Of the lines below, copy those that hold the word "lion".

* _Information_
* * * * * * *
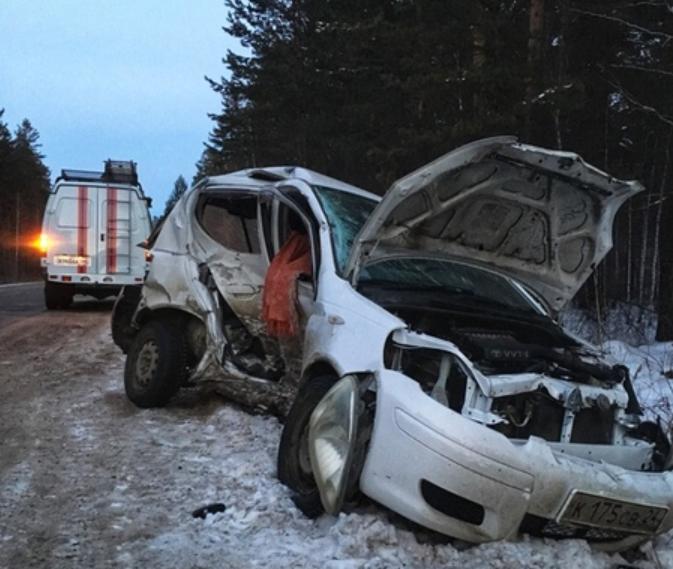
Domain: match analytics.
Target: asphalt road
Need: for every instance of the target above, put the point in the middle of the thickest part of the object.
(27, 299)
* * * * * * *
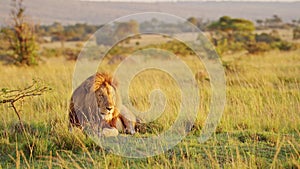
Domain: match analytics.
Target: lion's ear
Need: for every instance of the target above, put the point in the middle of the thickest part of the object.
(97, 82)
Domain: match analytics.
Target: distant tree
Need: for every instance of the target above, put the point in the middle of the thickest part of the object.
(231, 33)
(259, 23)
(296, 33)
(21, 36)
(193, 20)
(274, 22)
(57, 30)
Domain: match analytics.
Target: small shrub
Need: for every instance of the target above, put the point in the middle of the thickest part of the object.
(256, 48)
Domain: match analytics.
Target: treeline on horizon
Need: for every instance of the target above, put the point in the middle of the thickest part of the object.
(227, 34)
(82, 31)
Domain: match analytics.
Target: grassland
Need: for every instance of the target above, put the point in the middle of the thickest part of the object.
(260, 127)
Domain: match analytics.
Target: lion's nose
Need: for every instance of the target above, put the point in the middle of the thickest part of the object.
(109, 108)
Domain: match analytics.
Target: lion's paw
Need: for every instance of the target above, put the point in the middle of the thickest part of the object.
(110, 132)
* * * * * * *
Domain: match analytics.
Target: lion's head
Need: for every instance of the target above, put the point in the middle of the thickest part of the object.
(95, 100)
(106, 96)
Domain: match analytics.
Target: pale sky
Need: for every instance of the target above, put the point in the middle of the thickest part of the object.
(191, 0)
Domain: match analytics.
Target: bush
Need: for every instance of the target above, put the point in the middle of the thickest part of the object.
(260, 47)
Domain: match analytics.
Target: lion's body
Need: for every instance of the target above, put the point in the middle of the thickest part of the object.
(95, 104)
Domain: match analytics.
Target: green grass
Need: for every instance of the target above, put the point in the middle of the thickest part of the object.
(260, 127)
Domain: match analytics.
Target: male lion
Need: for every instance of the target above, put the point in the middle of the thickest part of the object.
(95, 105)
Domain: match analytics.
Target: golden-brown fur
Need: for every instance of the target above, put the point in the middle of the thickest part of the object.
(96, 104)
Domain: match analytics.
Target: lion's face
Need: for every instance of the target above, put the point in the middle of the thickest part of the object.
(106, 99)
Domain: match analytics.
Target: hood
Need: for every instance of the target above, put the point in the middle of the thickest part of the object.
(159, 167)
* * * * * * *
* _Finished exercise_
Target: lion's ear
Target: lion's nose
Target: lion's paw
Target: lion's head
Target: lion's body
Target: male lion
Target: lion's face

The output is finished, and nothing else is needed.